* WHAT YOU ARE ASKED TO DO *
Update each of the records below by replacing "camera-trap tally" with "street survey" wherever it occurs, leaving everything else unchanged.

Stored items:
----------------

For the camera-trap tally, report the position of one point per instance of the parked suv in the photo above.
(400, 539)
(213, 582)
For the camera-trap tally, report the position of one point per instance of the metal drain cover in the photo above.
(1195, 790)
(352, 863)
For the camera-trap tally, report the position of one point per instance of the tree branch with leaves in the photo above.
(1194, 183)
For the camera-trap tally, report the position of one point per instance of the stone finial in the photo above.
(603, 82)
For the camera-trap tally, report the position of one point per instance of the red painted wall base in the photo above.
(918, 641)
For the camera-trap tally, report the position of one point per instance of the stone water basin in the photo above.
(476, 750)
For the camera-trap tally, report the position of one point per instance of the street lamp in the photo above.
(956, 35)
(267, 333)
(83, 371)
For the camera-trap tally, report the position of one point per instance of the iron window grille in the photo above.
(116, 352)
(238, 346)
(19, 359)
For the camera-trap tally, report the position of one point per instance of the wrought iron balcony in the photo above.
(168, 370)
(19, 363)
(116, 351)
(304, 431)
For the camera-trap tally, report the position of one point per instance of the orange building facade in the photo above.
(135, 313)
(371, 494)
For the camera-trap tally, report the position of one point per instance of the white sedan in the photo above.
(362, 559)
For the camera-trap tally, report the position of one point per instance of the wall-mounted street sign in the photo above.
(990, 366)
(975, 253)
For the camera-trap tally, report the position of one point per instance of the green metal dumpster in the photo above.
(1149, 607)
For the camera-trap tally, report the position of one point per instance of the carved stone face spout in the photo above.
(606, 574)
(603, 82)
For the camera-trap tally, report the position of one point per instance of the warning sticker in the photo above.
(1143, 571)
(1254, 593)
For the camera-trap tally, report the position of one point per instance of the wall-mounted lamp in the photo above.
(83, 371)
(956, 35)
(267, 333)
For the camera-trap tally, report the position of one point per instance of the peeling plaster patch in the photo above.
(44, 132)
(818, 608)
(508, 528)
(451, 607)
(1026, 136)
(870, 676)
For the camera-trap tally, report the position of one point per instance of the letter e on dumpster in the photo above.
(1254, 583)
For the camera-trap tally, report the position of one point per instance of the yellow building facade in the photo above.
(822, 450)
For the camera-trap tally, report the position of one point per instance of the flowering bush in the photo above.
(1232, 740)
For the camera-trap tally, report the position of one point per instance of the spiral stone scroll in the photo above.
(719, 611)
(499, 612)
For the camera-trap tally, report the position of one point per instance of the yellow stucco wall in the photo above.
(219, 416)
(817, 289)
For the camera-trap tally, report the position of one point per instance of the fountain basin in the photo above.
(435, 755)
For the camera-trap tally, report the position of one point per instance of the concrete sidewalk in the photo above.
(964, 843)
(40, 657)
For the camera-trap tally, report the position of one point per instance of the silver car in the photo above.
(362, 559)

----------------

* EXERCISE ANSWER *
For the street survey, report the position of one point per instance of the parked suv in the photo above.
(400, 539)
(213, 582)
For the street survey, report the position of one point per instance of the metal drain cover in the photo above.
(1195, 790)
(352, 863)
For the street survey, report the position of one point per instance of the tree branch with leaves in the photo above.
(1194, 183)
For the street survey, report the position of one point per instance of the stone finial in the photo above.
(603, 82)
For the street survey, report the position of one point per instance of the red painted wall base in the photo above.
(918, 641)
For the street survey, report the position of one point per instance of the stone water basin in the photo above.
(476, 750)
For the street survey, report the position of one point per instance of the street lamp in the photo above.
(956, 35)
(267, 333)
(83, 371)
For the street survey, report the position of one point per instance of the iron window grille in the photo above.
(116, 352)
(238, 346)
(19, 359)
For the street survey, report the position of one point per instance of the wrought iron balcony in the photo above.
(168, 370)
(19, 363)
(116, 351)
(304, 431)
For the street survey, report the position of one point per instance of the orange building facade in the photo above.
(135, 313)
(371, 494)
For the street survey, report the position of one point per instance of the white sedan in the photo above.
(362, 559)
For the street survey, report the position of one point per instance of the wall-mounted street sign in the photo above.
(990, 366)
(975, 253)
For the street survey, report the position of one point per instance of the green metal dumpster in the photo above.
(1149, 607)
For the street survey, report the position of one point per instance of the carved stone face spout in the photo above.
(606, 574)
(603, 82)
For the street survey, report the position of one point per instance of the warning sticker in the photo above.
(1143, 571)
(1254, 593)
For the street survey, report the position of one point per instance of the wall-mounted lamp in the photo above.
(83, 371)
(956, 35)
(267, 333)
For the street survey, report the position of one point per instance of the peeling plaster patch in the photo above.
(44, 132)
(818, 608)
(508, 528)
(451, 607)
(1026, 136)
(870, 676)
For the street survey, report the position of one point per instance of the letter e on dumpster in the photo above.
(1254, 583)
For the street survey, report the position of one point per instance of the yellow building facade in the photo above.
(822, 450)
For the street survey, report the position of one point per instance of the flowering bush in the photo above.
(1232, 740)
For the street survey, report the position of one point per instance of the spiral stone scroll in the photo above.
(719, 611)
(499, 612)
For the street survey, report the position of one point per instance of the yellow stucco wall in the photo above.
(219, 416)
(817, 289)
For the street survey, report the position of one point per instance of the fountain basin in the photo above.
(435, 755)
For the street survey, report the position of one point per instance of the concrete sidewalk in the photo above.
(964, 843)
(40, 657)
For the street survey, report the position of one point per instance of the silver car in the photo above.
(362, 559)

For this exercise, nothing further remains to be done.